__Questions to answer__.
A. In the comment thread, what diagnosis did Mr. Yoshida receive before taking leave from Tokyo Electric?
B. Rewrite the stretch of the comment thread from "If you read" through "power and less nuclear scaremongering.", swapping "scaremongering" for "alarmism".

__Document text__.
★ ★ ★ ★ ★
Here's the NYTimes on the same story:

http://www.nytimes.com/2013/07/10/world/asia/masao-yoshida-n...

Key graf: "Mr. Yoshida took a leave from Tokyo Electric in late 2011 after receiving a diagnosis of esophageal cancer. Experts have said his illness was not a result of radiation exposure from the accident, given how quickly it came on."


Most likely due to stress


Most likely no:

"Although stress can cause a number of physical health problems, the evidence that it can cause cancer is weak. Some studies have indicated a link between various psychological factors and an increased risk of developing cancer, but others have not."

From http://www.cancer.gov/cancertopics/factsheet/Risk/stress


If you read this book - http://www.amazon.ca/When-Body-Says-No-Hidden/dp/0676973124 - you may re-think that.


Difficult to say. You can get cancer for tons of reasons - we don't know what kind of life he was living and so on, so it's kind of hard to say "most likely" in this kind of situation.


Fukushima disaster has not raised cancer risks [1]

We need more nuclear power and less nuclear scaremongering.

[1] http://www.rsc.org/chemistryworld/2013/06/un-report-fukushim...


I want more nuclear power too, because I am sick of the ongoing setsuden power-conserving measures here in Tokyo.

But, having had the water in my apartment's shower tainted with cesium from Fukushima for weeks after the accident, and my local supermarket apologize for selling me beef with higher-than-legal cesium contamination, this kind of "rah rah! more nukes! less kooks!" boosterism is really annoying.

The second sentence of the only link you provide begins "Some scientists remain sceptical of this claim, as the findings of the UN’s Scientific Committee on the Effect of Atomic Radiation (UNSCEAR) differ from those of several other studies, including a recent (WHO) report..."

Furthermore, cancer is far from only problem mismanagement of nuclear power causes. Ask any of the tens of thousands of people who have been removed from their homes, many of them forever.

So I would fix your sentence like this: "We need [a] more [rational and realistic framework for managing the real and potentially catastrophic risks of] nuclear power, [along with functional regulatory oversight], and less nuclear scaremongering.


> Furthermore, cancer is far from only problem mismanagement of nuclear power causes. Ask any of the tens of thousands of people who have been removed from their homes, many of them forever.
★ ★ ★ ★ ★
__Data listing__.
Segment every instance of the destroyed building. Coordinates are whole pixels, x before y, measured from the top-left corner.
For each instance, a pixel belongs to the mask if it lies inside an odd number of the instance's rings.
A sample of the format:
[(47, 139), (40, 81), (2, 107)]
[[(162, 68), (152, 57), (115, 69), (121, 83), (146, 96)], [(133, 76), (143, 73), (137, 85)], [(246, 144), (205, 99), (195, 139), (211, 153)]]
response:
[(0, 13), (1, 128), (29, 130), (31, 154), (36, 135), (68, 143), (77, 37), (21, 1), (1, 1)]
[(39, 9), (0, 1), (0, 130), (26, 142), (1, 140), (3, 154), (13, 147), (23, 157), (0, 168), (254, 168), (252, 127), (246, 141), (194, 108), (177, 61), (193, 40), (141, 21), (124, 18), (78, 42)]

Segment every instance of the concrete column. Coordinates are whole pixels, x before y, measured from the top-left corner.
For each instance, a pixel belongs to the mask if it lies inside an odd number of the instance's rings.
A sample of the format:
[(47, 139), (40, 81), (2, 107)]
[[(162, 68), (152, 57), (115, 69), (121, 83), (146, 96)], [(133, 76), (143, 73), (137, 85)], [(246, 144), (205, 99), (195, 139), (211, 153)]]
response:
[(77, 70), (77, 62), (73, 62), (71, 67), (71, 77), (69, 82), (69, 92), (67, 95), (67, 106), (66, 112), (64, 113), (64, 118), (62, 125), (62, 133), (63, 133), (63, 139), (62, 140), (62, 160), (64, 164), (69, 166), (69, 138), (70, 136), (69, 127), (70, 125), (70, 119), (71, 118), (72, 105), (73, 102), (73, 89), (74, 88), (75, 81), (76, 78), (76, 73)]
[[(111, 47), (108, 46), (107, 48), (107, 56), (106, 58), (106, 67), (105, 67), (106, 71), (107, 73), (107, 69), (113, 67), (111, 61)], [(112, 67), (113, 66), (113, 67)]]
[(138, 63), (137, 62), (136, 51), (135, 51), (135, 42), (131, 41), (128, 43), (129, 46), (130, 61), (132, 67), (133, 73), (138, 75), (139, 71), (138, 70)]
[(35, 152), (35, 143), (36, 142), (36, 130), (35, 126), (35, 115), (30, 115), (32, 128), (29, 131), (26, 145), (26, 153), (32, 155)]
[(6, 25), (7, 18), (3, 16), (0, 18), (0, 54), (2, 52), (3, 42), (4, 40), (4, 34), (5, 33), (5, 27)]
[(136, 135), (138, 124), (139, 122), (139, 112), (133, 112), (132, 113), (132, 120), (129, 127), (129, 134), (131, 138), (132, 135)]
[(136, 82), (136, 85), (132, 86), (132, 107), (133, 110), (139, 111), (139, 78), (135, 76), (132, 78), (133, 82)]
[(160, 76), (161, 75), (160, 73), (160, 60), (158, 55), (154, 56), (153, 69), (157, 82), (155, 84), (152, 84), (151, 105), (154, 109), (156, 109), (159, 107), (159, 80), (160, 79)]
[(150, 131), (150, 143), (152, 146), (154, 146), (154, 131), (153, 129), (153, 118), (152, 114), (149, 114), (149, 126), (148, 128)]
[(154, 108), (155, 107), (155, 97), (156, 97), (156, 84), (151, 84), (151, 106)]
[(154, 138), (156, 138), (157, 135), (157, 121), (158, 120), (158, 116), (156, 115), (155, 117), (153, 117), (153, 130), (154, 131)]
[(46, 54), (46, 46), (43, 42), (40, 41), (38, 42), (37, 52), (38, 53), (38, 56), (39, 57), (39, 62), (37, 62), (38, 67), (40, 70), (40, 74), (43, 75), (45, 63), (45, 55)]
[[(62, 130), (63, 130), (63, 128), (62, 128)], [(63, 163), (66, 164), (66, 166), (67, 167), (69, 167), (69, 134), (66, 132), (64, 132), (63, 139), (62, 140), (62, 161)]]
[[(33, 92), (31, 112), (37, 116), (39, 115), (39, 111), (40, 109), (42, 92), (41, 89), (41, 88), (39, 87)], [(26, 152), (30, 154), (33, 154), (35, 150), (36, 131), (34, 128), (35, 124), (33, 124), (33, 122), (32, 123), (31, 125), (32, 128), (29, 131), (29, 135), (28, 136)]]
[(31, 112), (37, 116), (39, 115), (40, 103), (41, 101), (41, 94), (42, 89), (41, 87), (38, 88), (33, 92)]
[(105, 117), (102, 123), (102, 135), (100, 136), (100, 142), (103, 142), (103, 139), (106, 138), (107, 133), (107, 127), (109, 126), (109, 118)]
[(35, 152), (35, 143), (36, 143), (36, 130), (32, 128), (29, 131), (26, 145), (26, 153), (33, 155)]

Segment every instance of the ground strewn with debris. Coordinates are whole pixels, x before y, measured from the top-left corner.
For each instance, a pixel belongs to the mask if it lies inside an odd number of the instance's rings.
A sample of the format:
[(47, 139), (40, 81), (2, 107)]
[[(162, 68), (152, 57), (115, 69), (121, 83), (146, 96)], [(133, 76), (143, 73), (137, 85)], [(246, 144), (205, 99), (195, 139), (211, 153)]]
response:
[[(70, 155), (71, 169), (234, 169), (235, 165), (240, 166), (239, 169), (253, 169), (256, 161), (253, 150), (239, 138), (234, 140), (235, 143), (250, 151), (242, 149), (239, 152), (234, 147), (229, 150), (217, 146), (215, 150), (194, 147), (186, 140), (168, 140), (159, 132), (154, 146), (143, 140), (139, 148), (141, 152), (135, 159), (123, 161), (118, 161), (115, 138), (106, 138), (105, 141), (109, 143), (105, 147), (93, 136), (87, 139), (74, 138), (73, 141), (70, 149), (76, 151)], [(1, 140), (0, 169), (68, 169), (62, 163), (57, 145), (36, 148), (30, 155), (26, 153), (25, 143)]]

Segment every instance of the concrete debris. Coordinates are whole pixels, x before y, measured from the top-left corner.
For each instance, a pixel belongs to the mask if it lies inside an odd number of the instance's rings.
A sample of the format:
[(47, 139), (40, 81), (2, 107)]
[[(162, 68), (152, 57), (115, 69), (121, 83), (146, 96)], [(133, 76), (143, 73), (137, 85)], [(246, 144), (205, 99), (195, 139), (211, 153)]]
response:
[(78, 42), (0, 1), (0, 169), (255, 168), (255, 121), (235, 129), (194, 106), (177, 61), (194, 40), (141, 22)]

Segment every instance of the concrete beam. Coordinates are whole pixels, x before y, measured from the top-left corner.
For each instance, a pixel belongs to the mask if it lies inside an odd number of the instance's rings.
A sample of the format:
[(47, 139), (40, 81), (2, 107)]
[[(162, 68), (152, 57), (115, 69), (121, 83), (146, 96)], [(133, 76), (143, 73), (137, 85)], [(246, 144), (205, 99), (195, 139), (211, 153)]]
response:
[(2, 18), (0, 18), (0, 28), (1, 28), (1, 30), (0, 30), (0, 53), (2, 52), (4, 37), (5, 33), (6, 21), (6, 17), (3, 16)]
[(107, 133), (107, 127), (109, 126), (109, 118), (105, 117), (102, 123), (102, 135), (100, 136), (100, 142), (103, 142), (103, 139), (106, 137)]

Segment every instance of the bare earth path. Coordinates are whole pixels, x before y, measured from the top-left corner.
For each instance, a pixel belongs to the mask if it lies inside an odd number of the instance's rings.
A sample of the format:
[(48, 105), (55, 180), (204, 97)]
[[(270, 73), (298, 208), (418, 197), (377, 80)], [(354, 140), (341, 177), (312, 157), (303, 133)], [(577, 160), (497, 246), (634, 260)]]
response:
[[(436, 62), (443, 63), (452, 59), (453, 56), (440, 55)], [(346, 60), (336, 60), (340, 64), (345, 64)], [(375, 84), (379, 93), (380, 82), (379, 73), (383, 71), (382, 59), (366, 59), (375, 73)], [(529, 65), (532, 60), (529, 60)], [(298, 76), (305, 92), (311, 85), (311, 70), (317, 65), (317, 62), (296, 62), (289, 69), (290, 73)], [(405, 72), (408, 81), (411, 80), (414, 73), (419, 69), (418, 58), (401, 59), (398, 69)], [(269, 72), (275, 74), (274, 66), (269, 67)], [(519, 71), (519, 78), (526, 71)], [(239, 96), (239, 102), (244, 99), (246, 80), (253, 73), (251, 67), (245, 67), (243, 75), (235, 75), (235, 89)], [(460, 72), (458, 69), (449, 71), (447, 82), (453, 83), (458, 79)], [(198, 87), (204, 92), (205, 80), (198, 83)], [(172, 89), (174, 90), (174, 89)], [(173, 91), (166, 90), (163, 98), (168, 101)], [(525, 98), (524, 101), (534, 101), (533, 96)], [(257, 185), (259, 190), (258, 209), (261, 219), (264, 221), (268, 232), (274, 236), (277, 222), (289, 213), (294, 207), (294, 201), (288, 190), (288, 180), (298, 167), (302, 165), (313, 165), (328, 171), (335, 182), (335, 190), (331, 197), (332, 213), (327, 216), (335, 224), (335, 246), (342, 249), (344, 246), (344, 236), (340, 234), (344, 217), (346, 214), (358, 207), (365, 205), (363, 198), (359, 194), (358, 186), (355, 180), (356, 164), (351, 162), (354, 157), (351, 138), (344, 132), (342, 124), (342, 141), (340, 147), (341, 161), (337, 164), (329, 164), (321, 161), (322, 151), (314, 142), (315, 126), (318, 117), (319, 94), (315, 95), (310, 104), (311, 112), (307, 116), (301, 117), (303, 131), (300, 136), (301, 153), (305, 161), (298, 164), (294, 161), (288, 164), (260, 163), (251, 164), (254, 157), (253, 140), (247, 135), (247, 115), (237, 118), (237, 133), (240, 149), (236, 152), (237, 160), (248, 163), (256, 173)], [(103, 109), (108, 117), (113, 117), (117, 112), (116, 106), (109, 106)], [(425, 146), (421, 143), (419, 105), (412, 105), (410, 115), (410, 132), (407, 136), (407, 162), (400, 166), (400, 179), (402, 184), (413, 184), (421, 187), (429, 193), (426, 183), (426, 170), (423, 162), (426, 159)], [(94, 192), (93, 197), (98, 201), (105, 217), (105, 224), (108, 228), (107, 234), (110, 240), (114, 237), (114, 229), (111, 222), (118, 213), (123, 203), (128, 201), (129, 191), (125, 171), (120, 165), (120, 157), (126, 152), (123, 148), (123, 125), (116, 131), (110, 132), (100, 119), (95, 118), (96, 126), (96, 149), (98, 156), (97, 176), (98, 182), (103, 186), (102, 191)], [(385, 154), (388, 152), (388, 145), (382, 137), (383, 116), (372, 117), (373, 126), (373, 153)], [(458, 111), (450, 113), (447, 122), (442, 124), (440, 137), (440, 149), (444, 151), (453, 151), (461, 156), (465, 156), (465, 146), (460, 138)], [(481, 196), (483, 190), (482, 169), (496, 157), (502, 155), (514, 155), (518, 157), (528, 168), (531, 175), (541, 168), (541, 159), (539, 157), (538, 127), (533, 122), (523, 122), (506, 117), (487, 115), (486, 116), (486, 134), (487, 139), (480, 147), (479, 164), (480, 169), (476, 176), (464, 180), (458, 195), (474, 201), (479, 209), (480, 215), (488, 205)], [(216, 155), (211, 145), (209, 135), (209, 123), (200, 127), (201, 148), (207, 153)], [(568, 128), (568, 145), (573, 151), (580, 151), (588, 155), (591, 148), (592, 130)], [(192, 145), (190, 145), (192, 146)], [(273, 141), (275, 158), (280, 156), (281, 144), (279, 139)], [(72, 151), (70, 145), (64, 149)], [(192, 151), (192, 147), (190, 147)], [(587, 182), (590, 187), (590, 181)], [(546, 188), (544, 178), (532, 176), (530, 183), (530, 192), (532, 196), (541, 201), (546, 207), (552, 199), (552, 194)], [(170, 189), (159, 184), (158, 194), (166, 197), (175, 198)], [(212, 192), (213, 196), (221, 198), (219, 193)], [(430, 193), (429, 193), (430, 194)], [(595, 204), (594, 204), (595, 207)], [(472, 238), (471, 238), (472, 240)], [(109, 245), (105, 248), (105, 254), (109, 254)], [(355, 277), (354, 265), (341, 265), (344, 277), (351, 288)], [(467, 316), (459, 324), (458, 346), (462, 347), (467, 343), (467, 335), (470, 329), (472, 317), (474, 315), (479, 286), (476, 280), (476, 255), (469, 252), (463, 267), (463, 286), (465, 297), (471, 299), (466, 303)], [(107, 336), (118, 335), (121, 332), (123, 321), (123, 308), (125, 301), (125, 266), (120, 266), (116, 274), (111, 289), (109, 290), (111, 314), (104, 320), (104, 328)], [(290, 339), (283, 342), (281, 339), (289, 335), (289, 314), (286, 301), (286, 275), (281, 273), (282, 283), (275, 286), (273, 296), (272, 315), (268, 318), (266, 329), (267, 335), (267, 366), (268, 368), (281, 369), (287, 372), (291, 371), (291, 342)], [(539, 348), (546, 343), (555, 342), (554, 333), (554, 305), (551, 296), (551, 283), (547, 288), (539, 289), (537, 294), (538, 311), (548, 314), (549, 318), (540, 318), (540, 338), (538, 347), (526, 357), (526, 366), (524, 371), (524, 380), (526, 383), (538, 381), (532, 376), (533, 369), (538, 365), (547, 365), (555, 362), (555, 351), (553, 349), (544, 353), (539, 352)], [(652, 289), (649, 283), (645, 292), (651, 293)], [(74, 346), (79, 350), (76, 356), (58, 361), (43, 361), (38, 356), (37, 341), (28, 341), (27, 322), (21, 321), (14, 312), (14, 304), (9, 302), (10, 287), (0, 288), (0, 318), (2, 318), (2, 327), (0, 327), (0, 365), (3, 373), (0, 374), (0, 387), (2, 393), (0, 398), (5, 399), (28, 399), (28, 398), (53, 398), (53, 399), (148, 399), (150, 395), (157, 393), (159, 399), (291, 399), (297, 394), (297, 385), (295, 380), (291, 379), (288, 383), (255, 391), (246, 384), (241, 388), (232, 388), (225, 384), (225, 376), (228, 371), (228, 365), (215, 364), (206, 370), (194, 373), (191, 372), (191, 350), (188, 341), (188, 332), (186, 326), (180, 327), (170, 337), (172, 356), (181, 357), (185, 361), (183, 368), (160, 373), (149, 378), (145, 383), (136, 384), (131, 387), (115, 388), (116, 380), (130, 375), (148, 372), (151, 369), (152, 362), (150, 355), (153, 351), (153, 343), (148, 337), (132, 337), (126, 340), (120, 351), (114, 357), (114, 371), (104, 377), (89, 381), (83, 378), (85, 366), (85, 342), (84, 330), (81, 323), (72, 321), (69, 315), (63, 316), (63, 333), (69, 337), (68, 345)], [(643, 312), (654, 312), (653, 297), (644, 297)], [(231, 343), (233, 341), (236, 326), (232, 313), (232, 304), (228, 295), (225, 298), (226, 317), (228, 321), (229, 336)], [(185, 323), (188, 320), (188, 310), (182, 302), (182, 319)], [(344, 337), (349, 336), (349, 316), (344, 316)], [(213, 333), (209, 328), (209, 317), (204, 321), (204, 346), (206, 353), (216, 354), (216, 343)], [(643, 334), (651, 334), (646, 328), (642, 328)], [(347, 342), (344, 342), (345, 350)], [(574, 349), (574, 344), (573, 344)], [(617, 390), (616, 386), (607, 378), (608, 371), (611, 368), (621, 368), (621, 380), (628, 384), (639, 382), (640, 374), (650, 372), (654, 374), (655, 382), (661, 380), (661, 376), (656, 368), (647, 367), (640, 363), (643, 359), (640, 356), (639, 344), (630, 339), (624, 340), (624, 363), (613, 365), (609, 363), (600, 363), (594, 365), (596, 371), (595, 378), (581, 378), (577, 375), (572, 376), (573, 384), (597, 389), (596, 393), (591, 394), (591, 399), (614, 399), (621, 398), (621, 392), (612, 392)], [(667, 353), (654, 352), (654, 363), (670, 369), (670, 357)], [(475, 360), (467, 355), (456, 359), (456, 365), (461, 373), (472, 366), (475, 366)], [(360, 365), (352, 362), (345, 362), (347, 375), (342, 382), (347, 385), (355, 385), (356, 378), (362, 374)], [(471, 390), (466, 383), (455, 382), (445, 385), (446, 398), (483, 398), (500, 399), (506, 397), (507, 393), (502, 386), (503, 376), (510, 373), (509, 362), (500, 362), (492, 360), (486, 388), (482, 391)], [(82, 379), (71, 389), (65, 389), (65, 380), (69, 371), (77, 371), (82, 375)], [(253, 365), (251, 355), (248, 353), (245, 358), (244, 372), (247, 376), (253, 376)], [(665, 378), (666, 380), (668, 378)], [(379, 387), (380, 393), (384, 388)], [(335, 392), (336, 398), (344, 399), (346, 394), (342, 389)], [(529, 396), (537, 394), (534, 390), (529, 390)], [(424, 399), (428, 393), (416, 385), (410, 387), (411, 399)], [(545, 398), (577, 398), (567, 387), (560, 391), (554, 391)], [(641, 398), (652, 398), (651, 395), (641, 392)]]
★ ★ ★ ★ ★
__Your written answers__.
A. Esophageal cancer.

B.
If you read this book - http://www.amazon.ca/When-Body-Says-No-Hidden/dp/0676973124 - you may re-think that.


Difficult to say. You can get cancer for tons of reasons - we don't know what kind of life he was living and so on, so it's kind of hard to say "most likely" in this kind of situation.


Fukushima disaster has not raised cancer risks [1]

We need more nuclear power and less nuclear alarmism.